Leave out the pictures and return every entry exactly as it appears.

── MATERIAL TO PROCESS

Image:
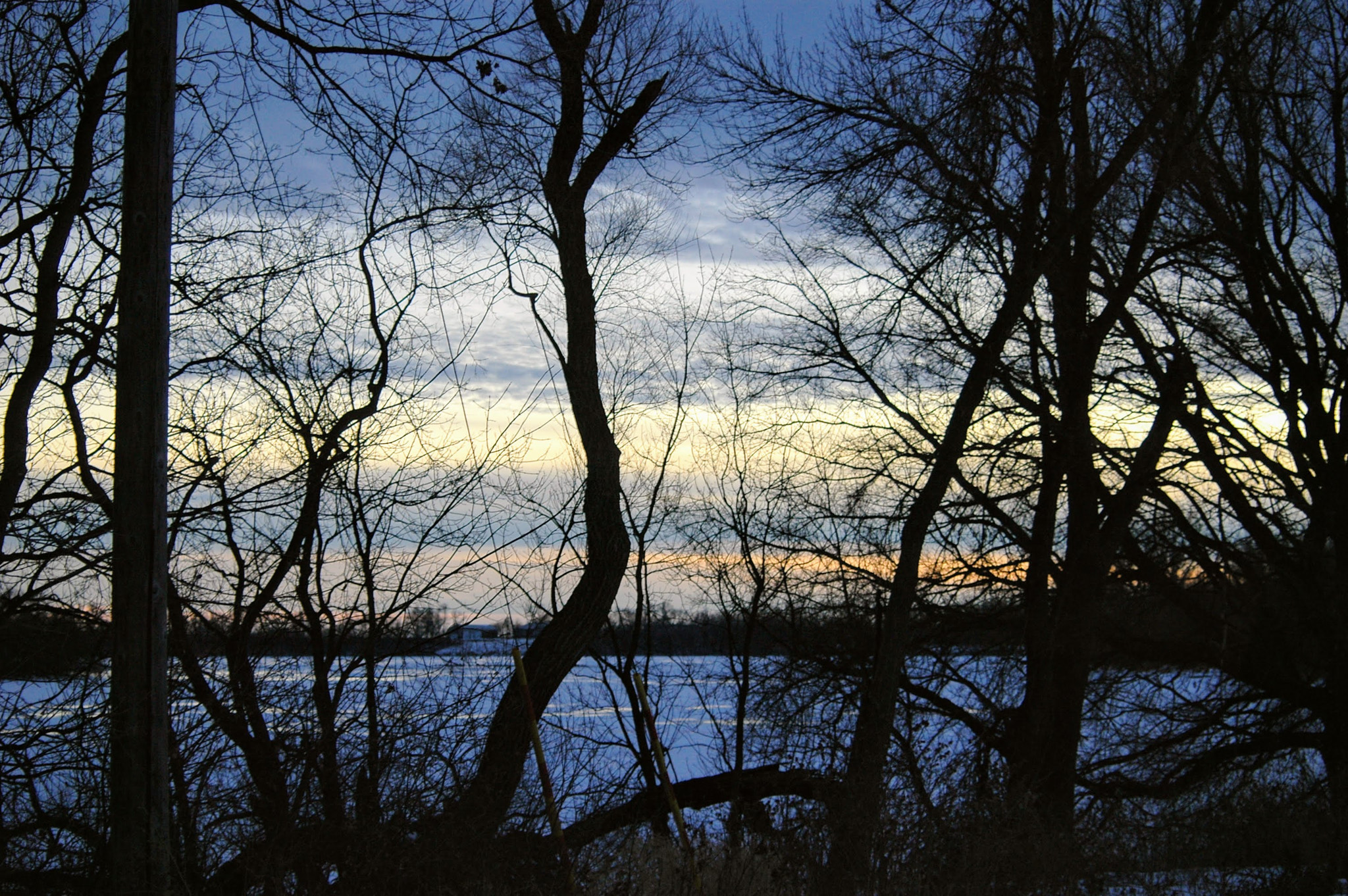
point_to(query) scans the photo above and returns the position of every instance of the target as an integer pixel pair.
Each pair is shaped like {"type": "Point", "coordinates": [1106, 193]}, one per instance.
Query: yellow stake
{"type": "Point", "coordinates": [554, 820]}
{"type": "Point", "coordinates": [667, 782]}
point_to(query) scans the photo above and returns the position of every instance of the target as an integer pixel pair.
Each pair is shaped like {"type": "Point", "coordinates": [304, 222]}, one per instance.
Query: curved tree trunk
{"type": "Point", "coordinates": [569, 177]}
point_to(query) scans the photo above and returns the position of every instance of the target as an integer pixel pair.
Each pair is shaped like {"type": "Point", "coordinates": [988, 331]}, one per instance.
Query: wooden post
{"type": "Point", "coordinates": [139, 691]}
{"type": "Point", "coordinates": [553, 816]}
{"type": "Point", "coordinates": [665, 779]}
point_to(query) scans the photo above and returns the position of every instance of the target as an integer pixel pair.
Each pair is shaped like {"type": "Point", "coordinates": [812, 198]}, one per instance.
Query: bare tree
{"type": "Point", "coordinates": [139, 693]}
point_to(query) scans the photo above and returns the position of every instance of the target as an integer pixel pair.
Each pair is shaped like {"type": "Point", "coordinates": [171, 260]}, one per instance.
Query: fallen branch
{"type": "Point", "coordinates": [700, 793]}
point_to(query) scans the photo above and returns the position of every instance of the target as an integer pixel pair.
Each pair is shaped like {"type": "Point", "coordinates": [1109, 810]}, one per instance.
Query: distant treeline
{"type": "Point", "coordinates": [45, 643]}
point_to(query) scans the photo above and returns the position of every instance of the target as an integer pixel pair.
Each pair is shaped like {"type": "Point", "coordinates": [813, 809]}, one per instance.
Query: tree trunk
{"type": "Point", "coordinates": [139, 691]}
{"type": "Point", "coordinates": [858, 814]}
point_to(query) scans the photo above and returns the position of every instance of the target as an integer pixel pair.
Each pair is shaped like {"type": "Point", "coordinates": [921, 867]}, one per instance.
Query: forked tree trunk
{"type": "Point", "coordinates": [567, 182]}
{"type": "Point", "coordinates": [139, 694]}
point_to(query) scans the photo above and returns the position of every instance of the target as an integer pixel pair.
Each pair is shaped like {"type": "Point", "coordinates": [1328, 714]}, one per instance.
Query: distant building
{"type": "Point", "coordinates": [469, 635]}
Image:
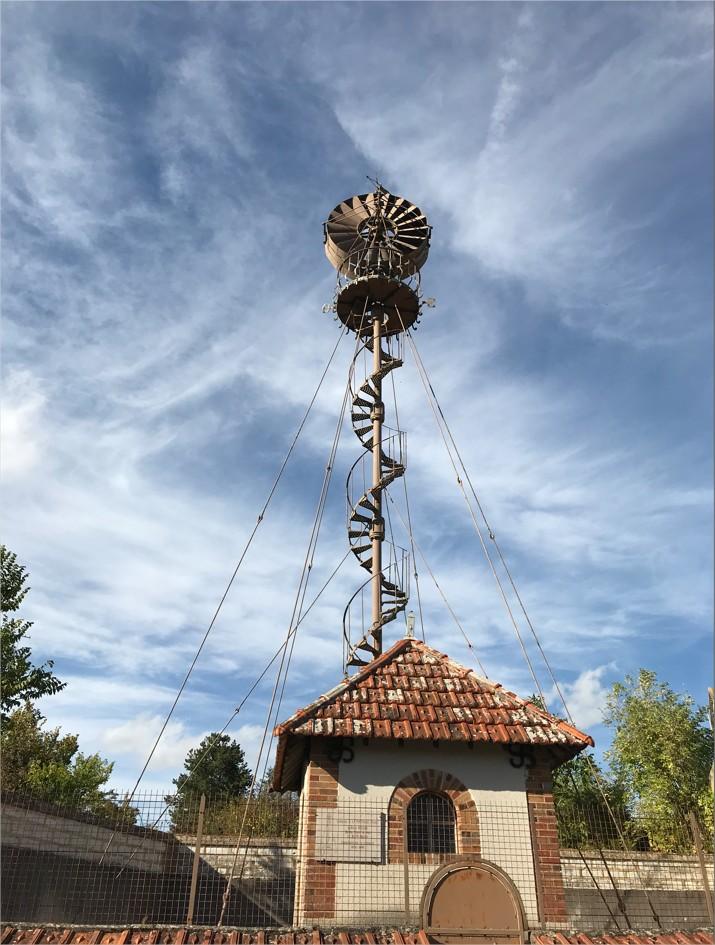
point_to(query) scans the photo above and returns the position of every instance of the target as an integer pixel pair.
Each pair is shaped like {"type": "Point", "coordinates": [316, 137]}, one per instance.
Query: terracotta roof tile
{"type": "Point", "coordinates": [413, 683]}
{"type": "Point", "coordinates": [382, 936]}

────

## [FULL SOLUTION]
Image:
point_to(query) scans the photo above and returns the position of every instance of the target as an integer pixel pair.
Each pair is shaped like {"type": "Point", "coordinates": [1106, 193]}, one per instance.
Query: yellow stake
{"type": "Point", "coordinates": [554, 820]}
{"type": "Point", "coordinates": [667, 782]}
point_to(query) scans the photo above and returns the position of every instance of the target as an integer pixel pair.
Each pair is shaped like {"type": "Point", "coordinates": [304, 222]}, one per instance.
Query: curved tree trunk
{"type": "Point", "coordinates": [569, 177]}
point_to(query) scans the photo above and returns the position of every instance of the target as an integer pixel pair.
Each pair is shaped like {"type": "Point", "coordinates": [988, 331]}, one per instance.
Query: wooden post
{"type": "Point", "coordinates": [139, 691]}
{"type": "Point", "coordinates": [553, 816]}
{"type": "Point", "coordinates": [665, 779]}
point_to(query) scans the photo above and returns the position of every instance of the target as an integer pixel pair.
Each pair is shaped like {"type": "Point", "coordinates": [812, 198]}, one per instance.
Query: bare tree
{"type": "Point", "coordinates": [139, 693]}
point_to(query) scans the photo above and returns the position of every instance of the target as an integer pixel pair.
Each pair is shaped like {"type": "Point", "coordinates": [171, 260]}, one per instance.
Query: fallen branch
{"type": "Point", "coordinates": [700, 793]}
point_to(query) scans the photo above and returns the position of every instance of the target as an integer pixel pair.
Each pair is shaped like {"type": "Point", "coordinates": [1109, 810]}, one per instance.
Query: distant treeline
{"type": "Point", "coordinates": [45, 643]}
point_to(query) scans the photo above and returns the position of every instance of the target as an integer pixel pair.
Each pair is shaped like {"type": "Point", "coordinates": [813, 809]}, one per instance.
Query: tree trunk
{"type": "Point", "coordinates": [139, 691]}
{"type": "Point", "coordinates": [858, 814]}
point_to(query) scans the photo above and returns the position of every instance of the target as an integer pixel pair.
Each pair is shaped like {"type": "Point", "coordinates": [921, 867]}, one per instance.
Query: forked tree trunk
{"type": "Point", "coordinates": [567, 182]}
{"type": "Point", "coordinates": [139, 694]}
point_to(query) scans the photo above and returns the position of every instance of the target as an integer pixel pair.
Each pair is shaped like {"type": "Point", "coordinates": [1328, 714]}, one per instance.
Query: distant building
{"type": "Point", "coordinates": [469, 635]}
Image:
point_to(query) scans the photo above and returns the position of every instance of the target as an integer pixel pair.
Each pair is shaped like {"type": "Point", "coordinates": [316, 137]}, one per instance.
Query: terracotta roof tile
{"type": "Point", "coordinates": [413, 683]}
{"type": "Point", "coordinates": [382, 936]}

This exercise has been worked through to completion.